▶ [Exercise details] Reproduce the passage of the constraint solver post starting at "I get asked" and ending at "be quite long...".

▶ [Page extract]
[start]

You can see that we need fewer steps and have a better relaxation.

**I was even more "stupid" before part:**
I thought: "Ah the solver should minimize the `max_color`

so of course it is an integer in the end and I don't have to tell the solver that it is integer because the colors are binary so the max color is an integer." Now I didn't think evil enough. In the log you can see that the best possible solution in the discrete part the solver think he might be able to reach is also integer. This is the case because we told him. If we don't it might be 3.8 in the end when we found a 4.0 solution already and the solver tries really hard to reach 3.8 but fails and then tries 3.81 or something until it tested everything. The solver doesn't know that it has to be an integer in the end so it tries as hard as possible to get to an even lower objective.

## Difference MIP and constraint solver

I get asked sometimes what the difference between linear programming and the constraint solver are. First of all linear programming uses real number instead of discrete values.

What is the difference between MIP and a constraint solver might be more interesting. If all values are discrete so IP (without mixed) we can solve the problem with a constraint solver if we can use a MILP approach (added here linear for clarity). The constraint solver might have some rather specialized constraint types like `all_different!`

, `!=`

. The biggest difference is that the constraint solver doesn't know anything about real values whereas the MIP solver solves the real valued problem first and try to fix the rest later.
That means one has to be more careful when modelling the problem.

## Optimize function in constraint solver

Hope you don't mind that this post with be quite long...

At the moment we are just looking for a feasible solution and then stop. Yes we still need to implement a way to get all solutions. Sometimes we want to optimize regarding some function i.e in graph coloring this is the coloring with the lowest number of colors similar as we did it with MIP.

We of course want to support all kind of different optimization functions.
In this post only `minimize(max(color_variables))`

but later all linear functions and maybe even more, not sure yet.

What do we need to achieve this? We can create a tree like structure as the tree I showed you in the MIP section and compute every time what the best objective is when going further down this path. For example if we already used 4 colors the best we are able to achieve is at least 4.

This means if we have another open node where we have a better objective of maybe 3 we want to check that first and if we found a solution (every variable is set) we have to check whether we have an option where we can improve our objective. If there is none => we found the/a optimal solution.

The only thing we can do at the moment in our tree like structure is to go up in the tree to a node we haven't visited yet and then go down a new path but we currently can't go up the tree to a node and then go down from there a path that we already done but didn't finish. This is the case because we don't save what we did in each step besides enough information to revert this step (`reverse_pruning`

=> go up the tree).

We also add this reverse pruning information inside each constraint which isn't the right way to do. (I'm learning a lot :D) It's not the best thing because we will forget to do that at one point and have to debug. This will happen no matter what. We can instead save the information directly in each variable and set it in our `Variable.jl`

file. This means if we always use the right function to remove a value from a Variable `rm!`

everything is done for us. We will then save exactly which value we removed such that we can easily go back to the tree node by reverting everything up to an appropriate depth using `reverse_pruning!`

and then go down to the node using `prune_from_saved!`

.

In the end we should make sure that this is still at least as fast as before for the sudoku variants and compare it with our graph coloring from before and the MIP approach.

[end]

Records drawn from a data source:
[start]

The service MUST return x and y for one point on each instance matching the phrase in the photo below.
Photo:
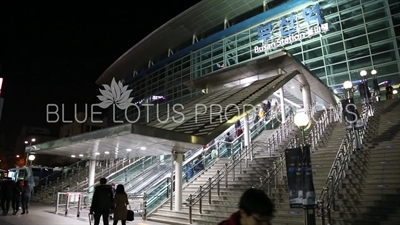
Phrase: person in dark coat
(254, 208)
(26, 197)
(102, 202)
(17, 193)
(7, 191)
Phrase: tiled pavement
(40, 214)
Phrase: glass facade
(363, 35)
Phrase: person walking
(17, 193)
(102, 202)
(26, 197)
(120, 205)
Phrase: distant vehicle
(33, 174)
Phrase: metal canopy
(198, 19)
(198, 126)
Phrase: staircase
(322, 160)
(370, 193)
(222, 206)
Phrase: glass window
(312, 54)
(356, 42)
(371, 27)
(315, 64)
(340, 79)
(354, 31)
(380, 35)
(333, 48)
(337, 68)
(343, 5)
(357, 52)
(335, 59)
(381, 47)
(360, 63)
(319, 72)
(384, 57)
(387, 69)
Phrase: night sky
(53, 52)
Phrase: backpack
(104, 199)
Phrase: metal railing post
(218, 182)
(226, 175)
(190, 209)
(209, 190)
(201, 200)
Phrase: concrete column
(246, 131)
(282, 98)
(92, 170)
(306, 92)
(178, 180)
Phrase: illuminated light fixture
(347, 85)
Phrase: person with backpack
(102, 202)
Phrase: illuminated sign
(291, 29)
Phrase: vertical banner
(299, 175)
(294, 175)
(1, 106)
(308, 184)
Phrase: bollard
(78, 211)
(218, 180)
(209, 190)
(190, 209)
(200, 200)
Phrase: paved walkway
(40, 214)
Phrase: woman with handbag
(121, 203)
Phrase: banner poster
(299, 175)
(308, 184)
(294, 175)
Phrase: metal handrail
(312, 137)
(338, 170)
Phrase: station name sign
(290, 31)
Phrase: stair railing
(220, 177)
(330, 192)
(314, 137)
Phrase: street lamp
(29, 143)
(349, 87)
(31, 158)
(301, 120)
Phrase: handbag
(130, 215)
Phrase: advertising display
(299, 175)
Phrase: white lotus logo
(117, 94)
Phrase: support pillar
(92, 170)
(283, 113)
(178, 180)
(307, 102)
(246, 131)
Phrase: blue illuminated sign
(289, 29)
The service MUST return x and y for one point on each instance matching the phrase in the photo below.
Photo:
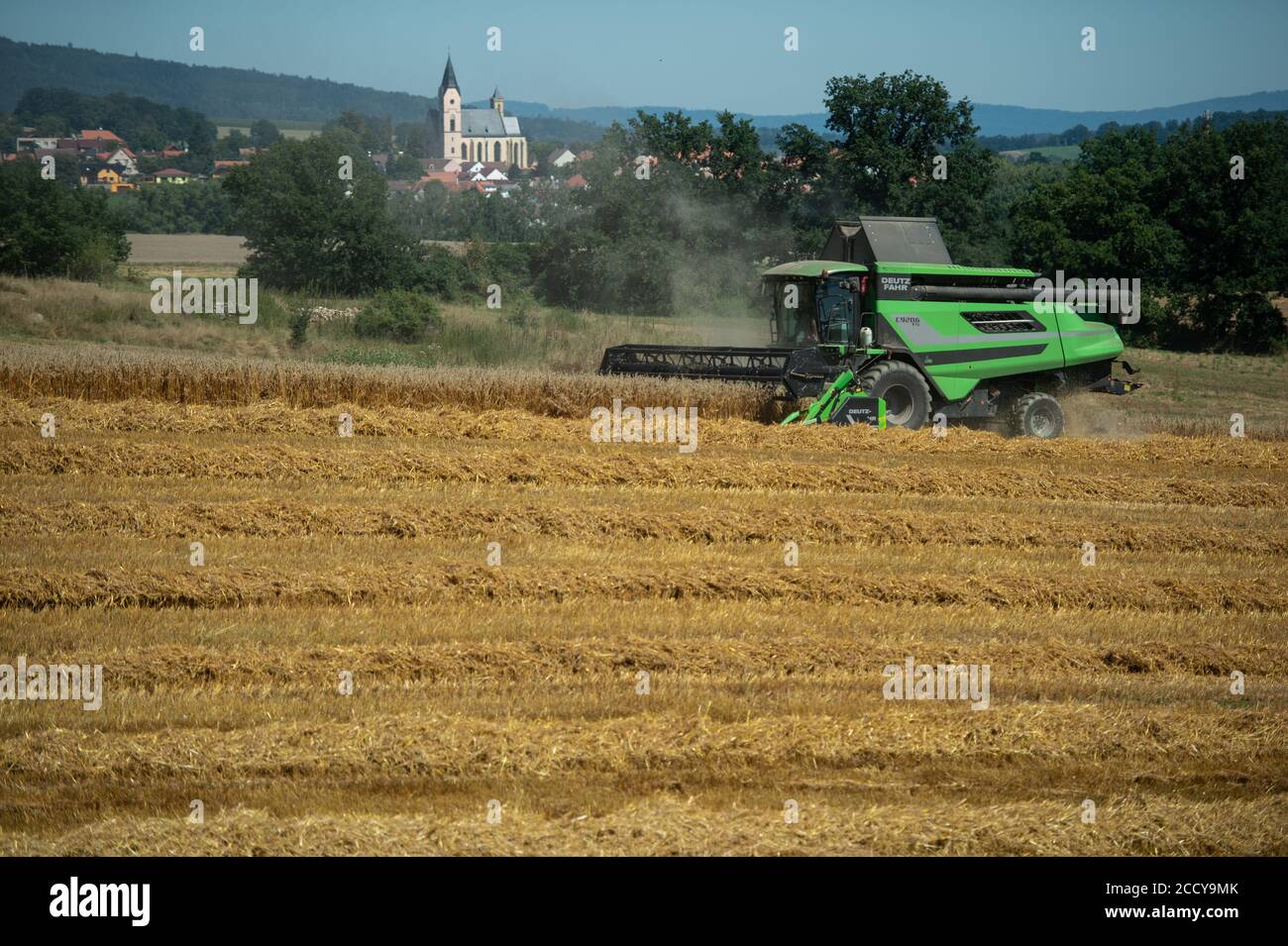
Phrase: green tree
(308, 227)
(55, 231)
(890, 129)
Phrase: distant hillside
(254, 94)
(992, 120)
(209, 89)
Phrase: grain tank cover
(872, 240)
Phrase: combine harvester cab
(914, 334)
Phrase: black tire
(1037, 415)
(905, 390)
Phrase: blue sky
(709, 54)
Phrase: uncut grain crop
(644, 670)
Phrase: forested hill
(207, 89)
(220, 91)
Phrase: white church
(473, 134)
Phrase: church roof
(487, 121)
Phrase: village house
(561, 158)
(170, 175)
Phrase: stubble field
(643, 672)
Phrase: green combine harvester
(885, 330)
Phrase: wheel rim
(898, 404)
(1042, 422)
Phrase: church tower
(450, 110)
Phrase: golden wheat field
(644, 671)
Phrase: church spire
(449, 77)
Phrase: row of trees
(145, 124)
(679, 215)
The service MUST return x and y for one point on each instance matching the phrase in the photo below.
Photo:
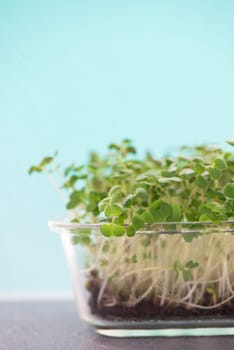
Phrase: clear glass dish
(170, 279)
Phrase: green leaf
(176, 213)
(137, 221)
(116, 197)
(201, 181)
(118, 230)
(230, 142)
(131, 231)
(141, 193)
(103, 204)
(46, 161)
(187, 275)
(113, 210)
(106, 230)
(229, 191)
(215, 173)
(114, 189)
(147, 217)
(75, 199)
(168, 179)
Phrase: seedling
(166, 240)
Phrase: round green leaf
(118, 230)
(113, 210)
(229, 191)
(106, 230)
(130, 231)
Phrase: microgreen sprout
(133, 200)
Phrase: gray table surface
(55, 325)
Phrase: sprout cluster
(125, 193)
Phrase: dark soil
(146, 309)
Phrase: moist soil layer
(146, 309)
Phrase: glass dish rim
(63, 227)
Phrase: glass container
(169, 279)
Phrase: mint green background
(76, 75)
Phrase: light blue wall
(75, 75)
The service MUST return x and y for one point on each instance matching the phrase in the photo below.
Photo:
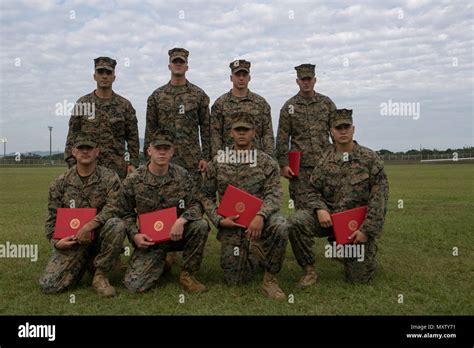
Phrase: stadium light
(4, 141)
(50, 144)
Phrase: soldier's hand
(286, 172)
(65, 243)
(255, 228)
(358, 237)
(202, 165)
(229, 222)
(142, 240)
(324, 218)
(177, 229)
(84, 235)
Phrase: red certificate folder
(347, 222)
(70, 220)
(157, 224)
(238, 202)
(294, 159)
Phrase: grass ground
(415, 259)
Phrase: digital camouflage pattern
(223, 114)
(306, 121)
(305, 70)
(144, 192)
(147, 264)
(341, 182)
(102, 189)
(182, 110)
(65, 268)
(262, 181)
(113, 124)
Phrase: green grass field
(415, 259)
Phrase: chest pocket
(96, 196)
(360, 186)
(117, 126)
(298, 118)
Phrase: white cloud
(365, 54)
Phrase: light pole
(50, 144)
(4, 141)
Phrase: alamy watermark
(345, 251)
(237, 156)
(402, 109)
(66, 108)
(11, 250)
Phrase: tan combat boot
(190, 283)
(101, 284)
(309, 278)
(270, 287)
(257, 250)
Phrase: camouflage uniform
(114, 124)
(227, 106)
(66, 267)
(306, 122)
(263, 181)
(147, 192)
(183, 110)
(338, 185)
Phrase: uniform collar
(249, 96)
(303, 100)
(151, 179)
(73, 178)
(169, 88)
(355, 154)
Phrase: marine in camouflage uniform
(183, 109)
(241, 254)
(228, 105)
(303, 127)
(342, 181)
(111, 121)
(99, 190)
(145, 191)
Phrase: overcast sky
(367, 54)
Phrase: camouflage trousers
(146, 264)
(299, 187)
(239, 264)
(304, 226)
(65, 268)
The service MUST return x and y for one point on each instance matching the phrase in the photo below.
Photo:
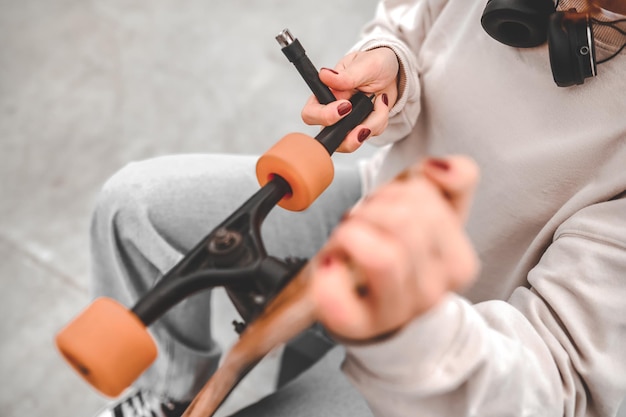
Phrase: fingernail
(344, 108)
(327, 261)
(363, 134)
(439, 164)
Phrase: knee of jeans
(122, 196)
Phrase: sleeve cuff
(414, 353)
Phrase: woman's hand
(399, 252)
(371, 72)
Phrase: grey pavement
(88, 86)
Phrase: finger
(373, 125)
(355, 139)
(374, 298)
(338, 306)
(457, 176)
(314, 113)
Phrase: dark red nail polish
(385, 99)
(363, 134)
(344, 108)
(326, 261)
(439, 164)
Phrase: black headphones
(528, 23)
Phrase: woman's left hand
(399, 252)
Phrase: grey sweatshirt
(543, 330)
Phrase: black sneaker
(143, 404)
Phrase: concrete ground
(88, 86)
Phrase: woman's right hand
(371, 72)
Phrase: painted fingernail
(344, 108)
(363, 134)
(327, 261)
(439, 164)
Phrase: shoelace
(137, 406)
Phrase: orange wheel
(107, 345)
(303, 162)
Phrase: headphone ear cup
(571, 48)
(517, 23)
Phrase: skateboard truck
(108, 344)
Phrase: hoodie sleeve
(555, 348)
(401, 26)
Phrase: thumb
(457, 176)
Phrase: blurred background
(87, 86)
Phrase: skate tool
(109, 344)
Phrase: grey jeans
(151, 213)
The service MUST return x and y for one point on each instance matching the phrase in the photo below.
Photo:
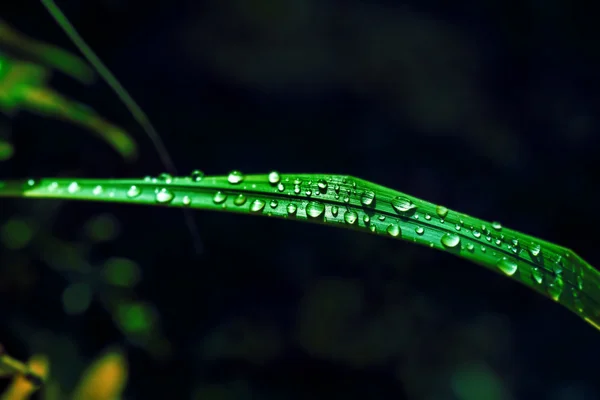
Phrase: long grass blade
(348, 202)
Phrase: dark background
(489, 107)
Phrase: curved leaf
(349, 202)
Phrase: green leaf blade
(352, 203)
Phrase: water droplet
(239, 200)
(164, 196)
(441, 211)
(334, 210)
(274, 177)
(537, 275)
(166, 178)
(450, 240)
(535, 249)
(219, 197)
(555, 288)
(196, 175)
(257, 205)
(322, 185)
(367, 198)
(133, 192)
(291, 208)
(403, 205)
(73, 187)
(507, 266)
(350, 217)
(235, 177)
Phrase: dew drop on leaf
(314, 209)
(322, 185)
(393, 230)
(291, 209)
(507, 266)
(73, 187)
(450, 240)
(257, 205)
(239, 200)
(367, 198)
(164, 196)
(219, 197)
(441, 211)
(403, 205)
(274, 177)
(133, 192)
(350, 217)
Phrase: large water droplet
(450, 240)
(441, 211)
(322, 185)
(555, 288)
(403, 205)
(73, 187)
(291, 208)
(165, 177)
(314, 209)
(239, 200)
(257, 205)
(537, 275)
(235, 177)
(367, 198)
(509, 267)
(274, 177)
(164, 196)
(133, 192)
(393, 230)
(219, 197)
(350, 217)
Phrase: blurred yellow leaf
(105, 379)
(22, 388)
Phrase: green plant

[end]

▶ [Written response]
I get asked sometimes what the difference between linear programming and the constraint solver are. First of all linear programming uses real number instead of discrete values.

What is the difference between MIP and a constraint solver might be more interesting. If all values are discrete so IP (without mixed) we can solve the problem with a constraint solver if we can use a MILP approach (added here linear for clarity). The constraint solver might have some rather specialized constraint types like `all_different!`

, `!=`

. The biggest difference is that the constraint solver doesn't know anything about real values whereas the MIP solver solves the real valued problem first and try to fix the rest later.
That means one has to be more careful when modelling the problem.

## Optimize function in constraint solver

Hope you don't mind that this post with be quite long...